**Written task:** Retype every line of the data below without changing anything.

━━━━━ Data ━━━━━

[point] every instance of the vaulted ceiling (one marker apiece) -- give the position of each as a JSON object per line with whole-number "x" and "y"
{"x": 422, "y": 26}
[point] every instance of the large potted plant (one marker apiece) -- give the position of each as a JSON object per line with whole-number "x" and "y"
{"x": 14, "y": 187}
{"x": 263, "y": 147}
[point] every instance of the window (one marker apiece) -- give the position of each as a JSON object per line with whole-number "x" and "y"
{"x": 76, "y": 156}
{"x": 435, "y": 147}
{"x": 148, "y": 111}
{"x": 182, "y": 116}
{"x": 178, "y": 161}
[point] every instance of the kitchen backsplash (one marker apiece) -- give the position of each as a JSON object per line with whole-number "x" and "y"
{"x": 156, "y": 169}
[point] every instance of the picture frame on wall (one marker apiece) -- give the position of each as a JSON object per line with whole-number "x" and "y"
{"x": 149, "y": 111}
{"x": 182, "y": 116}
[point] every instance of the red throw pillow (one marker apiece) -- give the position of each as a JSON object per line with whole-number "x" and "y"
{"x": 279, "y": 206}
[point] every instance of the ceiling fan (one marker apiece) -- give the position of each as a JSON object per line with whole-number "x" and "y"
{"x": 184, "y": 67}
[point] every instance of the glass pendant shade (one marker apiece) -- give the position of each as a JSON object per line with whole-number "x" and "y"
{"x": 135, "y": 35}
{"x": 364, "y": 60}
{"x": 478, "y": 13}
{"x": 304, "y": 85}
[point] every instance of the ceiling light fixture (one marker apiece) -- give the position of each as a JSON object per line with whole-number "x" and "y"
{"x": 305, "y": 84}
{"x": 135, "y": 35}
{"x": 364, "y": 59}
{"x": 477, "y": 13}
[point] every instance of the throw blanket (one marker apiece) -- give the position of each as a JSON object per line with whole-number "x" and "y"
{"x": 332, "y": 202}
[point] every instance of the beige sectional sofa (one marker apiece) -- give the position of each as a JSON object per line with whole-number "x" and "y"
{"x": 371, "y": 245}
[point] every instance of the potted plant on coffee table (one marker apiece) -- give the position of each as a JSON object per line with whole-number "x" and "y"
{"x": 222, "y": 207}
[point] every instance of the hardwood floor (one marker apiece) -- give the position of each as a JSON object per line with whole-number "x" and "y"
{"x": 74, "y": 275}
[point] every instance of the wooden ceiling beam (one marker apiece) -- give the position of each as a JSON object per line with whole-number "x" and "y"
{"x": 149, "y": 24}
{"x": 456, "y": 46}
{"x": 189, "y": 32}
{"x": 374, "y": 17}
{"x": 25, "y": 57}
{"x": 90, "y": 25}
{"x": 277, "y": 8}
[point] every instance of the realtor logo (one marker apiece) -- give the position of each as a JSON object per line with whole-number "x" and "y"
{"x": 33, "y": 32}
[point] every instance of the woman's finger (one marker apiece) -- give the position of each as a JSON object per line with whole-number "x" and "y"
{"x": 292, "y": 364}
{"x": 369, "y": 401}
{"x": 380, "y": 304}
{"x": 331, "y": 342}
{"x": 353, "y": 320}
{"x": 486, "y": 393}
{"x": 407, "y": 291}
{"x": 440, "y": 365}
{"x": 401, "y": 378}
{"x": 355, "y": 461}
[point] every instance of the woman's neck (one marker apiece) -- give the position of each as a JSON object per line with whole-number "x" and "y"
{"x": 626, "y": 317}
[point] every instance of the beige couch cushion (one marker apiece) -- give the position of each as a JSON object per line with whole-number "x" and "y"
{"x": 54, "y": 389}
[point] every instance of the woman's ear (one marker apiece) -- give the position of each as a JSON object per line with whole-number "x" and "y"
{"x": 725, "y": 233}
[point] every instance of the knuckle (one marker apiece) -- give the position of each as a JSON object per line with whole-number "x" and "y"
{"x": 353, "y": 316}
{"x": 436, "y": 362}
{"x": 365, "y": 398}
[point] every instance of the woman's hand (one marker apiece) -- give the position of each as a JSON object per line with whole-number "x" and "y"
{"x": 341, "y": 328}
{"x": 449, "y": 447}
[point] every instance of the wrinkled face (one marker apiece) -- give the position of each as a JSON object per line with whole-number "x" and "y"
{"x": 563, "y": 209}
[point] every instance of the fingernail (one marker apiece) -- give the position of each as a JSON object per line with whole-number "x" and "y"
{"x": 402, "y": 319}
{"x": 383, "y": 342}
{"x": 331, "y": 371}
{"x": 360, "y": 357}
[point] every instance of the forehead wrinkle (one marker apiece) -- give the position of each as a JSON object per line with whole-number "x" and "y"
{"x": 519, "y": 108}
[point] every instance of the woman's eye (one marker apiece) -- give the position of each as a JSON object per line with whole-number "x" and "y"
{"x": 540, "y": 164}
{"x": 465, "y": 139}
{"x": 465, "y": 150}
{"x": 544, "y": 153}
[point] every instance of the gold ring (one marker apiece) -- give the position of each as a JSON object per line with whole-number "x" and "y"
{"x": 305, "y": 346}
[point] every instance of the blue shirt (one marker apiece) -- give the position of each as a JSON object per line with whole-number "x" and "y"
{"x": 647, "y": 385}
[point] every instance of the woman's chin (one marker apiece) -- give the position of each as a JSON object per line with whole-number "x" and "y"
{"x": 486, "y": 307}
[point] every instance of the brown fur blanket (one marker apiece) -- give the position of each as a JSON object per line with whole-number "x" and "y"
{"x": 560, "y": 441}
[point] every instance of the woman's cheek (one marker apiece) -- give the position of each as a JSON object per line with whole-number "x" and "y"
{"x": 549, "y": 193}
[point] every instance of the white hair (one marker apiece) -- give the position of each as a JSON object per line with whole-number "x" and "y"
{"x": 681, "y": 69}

━━━━━

**Full response:**
[point] every instance of the vaulted ceiling (one marker apiece) -- give the position of each as a JSON object per line with whole-number "x" and "y"
{"x": 422, "y": 26}
[point] every instance of the large potted plant (one marker apiece) -- give the position of each as a JSON object per line with whole-number "x" and "y"
{"x": 14, "y": 187}
{"x": 263, "y": 147}
[point] every instance of the window (one marker apiece) -- give the position of each as a JSON object per line with whole-number "x" and "y"
{"x": 76, "y": 156}
{"x": 435, "y": 147}
{"x": 148, "y": 111}
{"x": 182, "y": 116}
{"x": 178, "y": 161}
[point] every instance of the kitchen backsplash (one marker apiece) -- give the position of each as a JSON object per line with whole-number "x" and "y"
{"x": 156, "y": 169}
[point] every instance of the picture frame on wall (one marker apiece) -- give the position of each as a JSON object per line with whole-number "x" and "y"
{"x": 149, "y": 111}
{"x": 182, "y": 116}
[point] every instance of the red throw pillow (one marker apiece) -- give the position of each as a JSON object per line with whole-number "x" and "y"
{"x": 279, "y": 206}
[point] every instance of the ceiling fan (one marker apiece) -- give the position of each as a JSON object per line with whole-number "x" and "y"
{"x": 184, "y": 67}
[point] every instance of the glass pendant shade (one marker apiece) -- give the position of each as a JSON object per line with whole-number "x" and "y"
{"x": 135, "y": 35}
{"x": 364, "y": 60}
{"x": 478, "y": 13}
{"x": 304, "y": 85}
[point] every instance of the ceiling light fixture (one marker apiece) -- give the position of each as a JSON object per line with whole-number "x" and "y"
{"x": 305, "y": 84}
{"x": 135, "y": 35}
{"x": 364, "y": 59}
{"x": 477, "y": 13}
[point] every instance of the throw blanket (one marker apiece) -- give the position of each as a JSON object per line with whole-number "x" and "y"
{"x": 332, "y": 202}
[point] every instance of the beige sectional sofa (one marker apiece) -- give the position of each as a JSON object per line with whole-number "x" and "y"
{"x": 371, "y": 245}
[point] every instance of the potted plant on coffee table (one marker apiece) -- give the position of each as a JSON object per line with whole-number "x" and "y"
{"x": 222, "y": 207}
[point] every instance of the hardwood floor (one marker apiece) -- give the position of each as a JSON object per line with whole-number "x" and "y"
{"x": 74, "y": 275}
[point] every instance of the wooden ceiling beam (one marker apiece) -- give the position of each as a JSON object per line with whole-number "x" and "y"
{"x": 149, "y": 24}
{"x": 456, "y": 46}
{"x": 189, "y": 32}
{"x": 374, "y": 17}
{"x": 25, "y": 57}
{"x": 90, "y": 25}
{"x": 277, "y": 8}
[point] every instance of the realtor logo (one marker apiece) -- give the position of each as a JSON object per line with whole-number "x" and "y"
{"x": 33, "y": 32}
[point] every instance of the woman's finger (one marker apiece) -- give the position of each as a JSON object per line with whole-number "x" and "y"
{"x": 292, "y": 364}
{"x": 369, "y": 401}
{"x": 380, "y": 304}
{"x": 331, "y": 342}
{"x": 353, "y": 320}
{"x": 486, "y": 393}
{"x": 407, "y": 291}
{"x": 440, "y": 365}
{"x": 401, "y": 378}
{"x": 355, "y": 461}
[point] every instance of the woman's neck (one marker apiece) -- give the position of each as a JSON object per line with whole-number "x" and "y"
{"x": 626, "y": 317}
[point] every instance of the beige couch cushion (one marker apiece) -- give the position of each as a JSON object per line with whole-number "x" and "y"
{"x": 54, "y": 389}
[point] every instance of the woman's ear (one marker apiece) -- give the position of each as a JSON object per line with whole-number "x" and "y"
{"x": 725, "y": 233}
[point] every instance of the knuckle (one marker apiece) -- give the position of each as a JSON object per line with whole-number "x" and "y"
{"x": 353, "y": 316}
{"x": 436, "y": 362}
{"x": 365, "y": 398}
[point] every instance of the woman's hand (one marker apiece) -- give the position of each as a JSON object per line with whole-number "x" and "y"
{"x": 341, "y": 328}
{"x": 449, "y": 447}
[point] every instance of the wrinkled face (one marker apiece) -- give the position of each as a JSON object per line with whole-number "x" and "y"
{"x": 563, "y": 209}
[point] every instance of the fingernail (one marker apiece) -- give the position of each as a JSON object per line with whole-number "x" and "y"
{"x": 402, "y": 319}
{"x": 383, "y": 342}
{"x": 331, "y": 371}
{"x": 360, "y": 357}
[point] every instance of the forehead wrinkle (one marker apiece) -- give the position of each as a JSON object per line with whole-number "x" and "y"
{"x": 519, "y": 108}
[point] every instance of the woman's eye (one marker apiece) -- give the position of each as a JSON object per line with whole-number "x" and "y"
{"x": 540, "y": 164}
{"x": 465, "y": 139}
{"x": 465, "y": 150}
{"x": 544, "y": 153}
[point] every instance of the gold ring (one marker apiece) -- give the position of each as a JSON object per line with whole-number "x" and "y"
{"x": 305, "y": 346}
[point] every instance of the blue shirt (one marker apiece) -- give the position of each as a JSON object per line with whole-number "x" and "y"
{"x": 647, "y": 385}
[point] every instance of the woman's chin (one marker apiece) -- give the position of each as a JSON object per line with whole-number "x" and "y"
{"x": 486, "y": 307}
[point] every instance of the brown fur blanket (one marker apiece) -- give the position of each as a JSON object per line with whole-number "x" and "y"
{"x": 560, "y": 441}
[point] every instance of the woman's cheek (one marker apiece) -- give the position of each as a JSON object per line with whole-number "x" and "y"
{"x": 549, "y": 193}
[point] every instance of the white hair (one marker apiece) -- give the position of each as a JSON object per line with whole-number "x" and "y"
{"x": 681, "y": 69}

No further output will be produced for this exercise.